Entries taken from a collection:
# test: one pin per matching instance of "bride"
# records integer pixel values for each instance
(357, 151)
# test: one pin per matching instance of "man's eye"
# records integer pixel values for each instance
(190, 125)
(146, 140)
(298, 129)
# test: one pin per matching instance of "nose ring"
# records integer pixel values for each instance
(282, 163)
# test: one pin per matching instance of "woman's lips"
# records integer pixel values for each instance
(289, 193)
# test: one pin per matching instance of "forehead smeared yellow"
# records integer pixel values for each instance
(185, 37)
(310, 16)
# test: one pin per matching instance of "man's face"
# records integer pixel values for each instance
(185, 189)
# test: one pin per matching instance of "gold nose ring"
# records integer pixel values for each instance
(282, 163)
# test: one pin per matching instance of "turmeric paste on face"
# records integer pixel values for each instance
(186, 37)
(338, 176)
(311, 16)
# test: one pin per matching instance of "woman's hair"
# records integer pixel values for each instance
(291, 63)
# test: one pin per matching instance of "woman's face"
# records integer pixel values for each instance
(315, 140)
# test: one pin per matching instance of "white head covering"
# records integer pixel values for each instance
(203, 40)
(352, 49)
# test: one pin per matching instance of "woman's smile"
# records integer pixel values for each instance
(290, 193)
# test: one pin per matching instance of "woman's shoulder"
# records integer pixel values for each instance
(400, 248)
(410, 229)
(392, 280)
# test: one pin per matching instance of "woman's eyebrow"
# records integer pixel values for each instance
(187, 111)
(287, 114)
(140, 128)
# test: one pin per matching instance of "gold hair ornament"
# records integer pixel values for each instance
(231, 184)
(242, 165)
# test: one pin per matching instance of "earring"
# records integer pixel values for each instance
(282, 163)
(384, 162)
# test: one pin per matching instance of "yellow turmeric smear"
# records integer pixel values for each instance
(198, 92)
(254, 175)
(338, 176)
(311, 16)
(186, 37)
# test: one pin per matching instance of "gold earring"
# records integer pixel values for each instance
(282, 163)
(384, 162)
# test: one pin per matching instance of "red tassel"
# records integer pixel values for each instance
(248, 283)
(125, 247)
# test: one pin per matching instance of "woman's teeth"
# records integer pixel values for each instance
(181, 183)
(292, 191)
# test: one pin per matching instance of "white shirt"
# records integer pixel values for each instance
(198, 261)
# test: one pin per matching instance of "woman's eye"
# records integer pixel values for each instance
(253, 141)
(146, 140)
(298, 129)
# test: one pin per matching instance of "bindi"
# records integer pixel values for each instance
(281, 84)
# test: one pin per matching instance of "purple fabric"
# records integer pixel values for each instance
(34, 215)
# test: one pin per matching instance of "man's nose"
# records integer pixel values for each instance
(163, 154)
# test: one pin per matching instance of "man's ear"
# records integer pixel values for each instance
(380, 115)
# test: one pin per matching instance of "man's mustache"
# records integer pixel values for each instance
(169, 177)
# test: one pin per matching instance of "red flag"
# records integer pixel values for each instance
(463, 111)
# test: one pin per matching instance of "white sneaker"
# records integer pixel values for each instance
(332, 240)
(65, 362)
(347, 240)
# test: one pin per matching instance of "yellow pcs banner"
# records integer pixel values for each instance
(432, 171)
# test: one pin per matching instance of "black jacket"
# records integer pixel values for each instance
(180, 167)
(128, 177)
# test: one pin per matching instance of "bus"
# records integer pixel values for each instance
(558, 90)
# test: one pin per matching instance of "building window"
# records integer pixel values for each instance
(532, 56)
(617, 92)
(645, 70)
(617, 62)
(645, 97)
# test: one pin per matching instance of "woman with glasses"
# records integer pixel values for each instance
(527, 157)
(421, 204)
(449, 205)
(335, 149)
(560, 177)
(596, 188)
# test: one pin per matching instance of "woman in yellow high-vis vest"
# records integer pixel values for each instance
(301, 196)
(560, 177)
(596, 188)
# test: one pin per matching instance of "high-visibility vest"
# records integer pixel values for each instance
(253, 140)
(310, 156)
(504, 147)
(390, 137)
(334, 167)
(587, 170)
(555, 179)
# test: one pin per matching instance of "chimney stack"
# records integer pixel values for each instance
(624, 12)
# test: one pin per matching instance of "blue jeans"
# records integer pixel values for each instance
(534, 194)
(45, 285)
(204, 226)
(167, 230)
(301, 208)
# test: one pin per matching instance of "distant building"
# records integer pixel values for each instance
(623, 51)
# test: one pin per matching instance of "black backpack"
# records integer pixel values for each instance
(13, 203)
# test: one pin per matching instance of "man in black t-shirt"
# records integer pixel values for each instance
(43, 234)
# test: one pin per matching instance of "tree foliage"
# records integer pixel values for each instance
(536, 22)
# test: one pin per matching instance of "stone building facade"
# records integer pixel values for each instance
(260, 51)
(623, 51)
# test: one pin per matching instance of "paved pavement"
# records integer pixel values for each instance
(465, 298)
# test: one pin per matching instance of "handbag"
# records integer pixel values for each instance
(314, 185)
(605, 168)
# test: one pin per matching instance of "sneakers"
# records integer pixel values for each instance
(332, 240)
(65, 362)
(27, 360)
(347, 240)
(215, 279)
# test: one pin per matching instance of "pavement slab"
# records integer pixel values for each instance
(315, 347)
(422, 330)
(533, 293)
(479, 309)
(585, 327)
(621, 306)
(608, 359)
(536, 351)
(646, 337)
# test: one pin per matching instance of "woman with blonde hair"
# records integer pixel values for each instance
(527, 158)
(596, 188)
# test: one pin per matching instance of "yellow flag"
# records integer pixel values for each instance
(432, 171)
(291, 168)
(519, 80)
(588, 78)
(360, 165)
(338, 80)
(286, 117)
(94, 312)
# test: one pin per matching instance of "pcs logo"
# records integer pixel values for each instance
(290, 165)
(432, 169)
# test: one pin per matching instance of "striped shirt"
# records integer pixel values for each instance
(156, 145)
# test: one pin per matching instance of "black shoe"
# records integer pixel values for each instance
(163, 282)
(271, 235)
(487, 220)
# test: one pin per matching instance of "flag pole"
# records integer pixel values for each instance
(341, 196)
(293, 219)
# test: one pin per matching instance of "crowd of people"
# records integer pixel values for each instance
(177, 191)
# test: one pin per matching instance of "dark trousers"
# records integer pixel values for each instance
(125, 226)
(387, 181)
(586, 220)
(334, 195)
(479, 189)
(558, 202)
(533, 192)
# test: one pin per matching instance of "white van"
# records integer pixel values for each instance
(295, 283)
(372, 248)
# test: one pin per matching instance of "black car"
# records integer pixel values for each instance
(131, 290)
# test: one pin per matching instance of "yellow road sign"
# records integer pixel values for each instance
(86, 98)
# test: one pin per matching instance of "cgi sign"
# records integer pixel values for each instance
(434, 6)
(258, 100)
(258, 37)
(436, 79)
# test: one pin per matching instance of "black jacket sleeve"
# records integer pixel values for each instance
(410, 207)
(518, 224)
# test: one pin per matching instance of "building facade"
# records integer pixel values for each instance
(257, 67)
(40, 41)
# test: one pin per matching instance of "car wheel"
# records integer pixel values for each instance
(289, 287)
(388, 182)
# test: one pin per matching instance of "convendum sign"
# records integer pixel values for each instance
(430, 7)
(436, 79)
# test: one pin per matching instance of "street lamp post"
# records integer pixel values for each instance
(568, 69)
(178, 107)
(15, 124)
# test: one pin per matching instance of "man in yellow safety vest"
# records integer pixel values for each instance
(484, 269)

TASK STATEMENT -
Give an exact copy of all the data shown above.

ANSWER -
# test: one pin per matching instance of "bride"
# records integer pixel values for each instance
(357, 151)
# test: one pin per matching instance of "man's eye"
# records integer pixel values for each instance
(190, 125)
(146, 140)
(298, 129)
# test: one pin per matching instance of "nose ring"
# records integer pixel values for each instance
(282, 163)
# test: one pin per matching instance of "woman's lips"
# records integer pixel values for each instance
(289, 193)
# test: one pin per matching instance of "forehead smeared yellow"
# records integer pixel values for each instance
(185, 37)
(310, 16)
# test: one pin per matching instance of "man's face"
# records integer pixel values for each instance
(185, 189)
# test: one pin per matching instance of "gold nose ring"
# records integer pixel values for each instance
(282, 163)
# test: one pin per matching instance of "turmeric paste on face"
# records integer pixel values for each instance
(186, 37)
(338, 176)
(311, 16)
# test: one pin per matching instance of "woman's hair"
# records integer pixel values for each instance
(291, 63)
# test: one pin per matching instance of "woman's face"
# records integer pixel values for each instance
(315, 140)
# test: one pin per matching instance of "white head covering"
# records integer pixel values for each instance
(203, 40)
(352, 49)
# test: one pin per matching instance of "woman's smile"
# records integer pixel values for each instance
(290, 193)
# test: one pin per matching instance of "woman's shoulder"
# records integer pixel values for each instance
(400, 248)
(410, 229)
(392, 280)
# test: one pin per matching instance of "woman's eyebrow"
# records integer pixel values for each instance
(187, 111)
(287, 114)
(140, 128)
# test: one pin per matching instance of "gold hair ornament"
# records integer pixel values for each instance
(231, 184)
(242, 165)
# test: one pin per matching instance of "earring"
# records integer pixel values for each instance
(282, 163)
(384, 162)
# test: one pin per matching instance of "yellow turmeric smear"
# records integer pixel values for each instance
(198, 92)
(254, 175)
(338, 176)
(311, 16)
(186, 37)
# test: one pin per matching instance of "gold earring"
# records integer pixel values for each instance
(282, 163)
(384, 162)
# test: one pin per matching instance of "red tassel"
# records integer pixel values for each instance
(248, 283)
(125, 247)
# test: one pin per matching instance of "woman's teeth"
# records integer pixel values for each instance
(181, 183)
(292, 191)
# test: one pin per matching instance of "white shirt"
# records integer pixel values for each instance
(198, 261)
# test: one pin per matching instance of "woman's eye"
# records integer pixel values for each instance
(253, 141)
(146, 140)
(298, 129)
# test: one pin per matching instance of "bindi"
# records integer pixel values for each instance
(281, 84)
# test: one pin per matching instance of "purple fabric"
# records integer pixel values for each instance
(34, 215)
# test: one pin per matching instance of "man's nose"
# records integer pixel values for each instance
(163, 154)
# test: one pin per matching instance of "man's ear"
# records integer pixel values for each instance
(380, 115)
# test: one pin per matching instance of "man's mustache"
# records integer pixel values for each instance
(169, 177)
# test: one pin per matching instance of "red flag"
# records integer pixel values for each instance
(463, 111)
# test: one pin per matching instance of "white sneaker"
# records integer pixel values for each instance
(332, 240)
(65, 362)
(347, 240)
# test: one pin per matching instance of "yellow pcs banner"
# records integer pixel values for each instance
(432, 171)
# test: one pin per matching instance of "black jacket"
# records integer pixel values for each instance
(180, 167)
(128, 177)
# test: one pin per matching instance of "bus"
# records integer pixel values for each instance
(558, 90)
# test: one pin per matching instance of "building window"
# records integer pixel values for each instance
(532, 56)
(617, 92)
(645, 70)
(617, 62)
(645, 97)
# test: one pin per matching instance of "woman with glasses"
# records integer pixel values for each instance
(527, 157)
(421, 204)
(449, 205)
(335, 149)
(560, 177)
(596, 188)
# test: one pin per matching instance of "woman in yellow high-vis vest"
# records integer pixel values for each instance
(301, 196)
(560, 177)
(596, 188)
# test: one pin per matching instance of "high-visibility vest"
# records integer pixel values for each instance
(253, 140)
(310, 156)
(504, 147)
(390, 137)
(334, 167)
(587, 170)
(555, 179)
# test: one pin per matching instance of "chimney stack"
# records integer pixel values for each instance
(624, 12)
# test: one pin per matching instance of "blue jeans"
# records integer pixel values for each instance
(534, 194)
(45, 285)
(204, 226)
(167, 230)
(301, 208)
# test: one pin per matching instance of "distant building"
# records integer pixel values for each instance
(623, 51)
# test: one pin per matching instance of "black backpack"
# records integer pixel values for each instance
(13, 203)
# test: one pin per matching instance of "man in black t-shirt"
# records integer pixel values for each instance
(43, 234)
# test: one pin per matching instance of "tree foliage"
# records integer pixel values for each instance
(536, 22)
# test: one pin per matching instance of "stone building facade"
# records integer pixel values for each instance
(260, 51)
(623, 51)
# test: one pin per matching instance of "paved pavement"
# records integer pixel values for each instance
(465, 298)
# test: one pin per matching instance of "handbag"
# records integer pixel values for each instance
(314, 185)
(605, 168)
# test: one pin per matching instance of "sneakers"
# records integer pixel values for each instance
(332, 240)
(65, 362)
(27, 360)
(347, 240)
(215, 279)
# test: one pin per matching instance of "pavement slab"
# records integer pixel values for each instance
(315, 347)
(422, 330)
(533, 293)
(479, 309)
(585, 327)
(621, 306)
(608, 359)
(536, 351)
(646, 337)
# test: one pin per matching instance of "woman with blonde hair"
# records integer pixel values for each instance
(527, 158)
(596, 188)
# test: one pin per matching instance of "yellow flag"
# records integer pixel values for each instance
(432, 171)
(291, 168)
(519, 80)
(588, 78)
(360, 165)
(338, 80)
(286, 117)
(94, 312)
# test: one pin per matching instance of "pcs logo"
# records integer pixel values for each instance
(290, 165)
(432, 169)
# test: one pin per matching instance of "striped shirt"
# records integer pixel values for each instance
(156, 145)
# test: one pin per matching instance of "black shoe"
# records integer pixel values for each instance
(163, 282)
(271, 235)
(487, 220)
# test: one pin per matching instance of "flag pole"
# records integer pixel values for each instance
(341, 196)
(293, 219)
# test: one pin per matching instance of "crowd of people"
# records integer pixel values for each instance
(177, 191)
# test: one pin per matching instance of "dark trousers"
# records integer pixel values for each instance
(125, 226)
(387, 181)
(586, 220)
(334, 195)
(479, 189)
(558, 202)
(533, 192)
# test: one pin per matching instance of "white van"
# records integer pixel values for each instance
(295, 283)
(372, 248)
# test: one pin per matching instance of "black car"
# records integer pixel values for each instance
(131, 290)
# test: one pin per matching instance of "yellow road sign"
# records integer pixel values for each instance
(86, 98)
# test: one pin per matching instance of "cgi sign"
# records integer pixel values for each instance
(434, 6)
(258, 100)
(258, 37)
(436, 79)
# test: one pin per matching instance of "black jacket sleeve"
# records integer pixel values for each instance
(410, 207)
(518, 224)
# test: one pin per matching instance of "building facade"
# records integer pixel values for each instance
(257, 67)
(40, 41)
# test: one pin per matching instance of "car wheel"
# records integer pixel values for each instance
(289, 287)
(388, 182)
# test: one pin per matching instance of "convendum sign"
# records integer pixel values for each instance
(430, 7)
(436, 79)
# test: one pin per matching instance of "street lamp post"
# records integer pixel values for each instance
(568, 69)
(178, 107)
(15, 124)
# test: one pin per matching instance of "man in yellow safety vest"
# records integer pixel values for each instance
(484, 269)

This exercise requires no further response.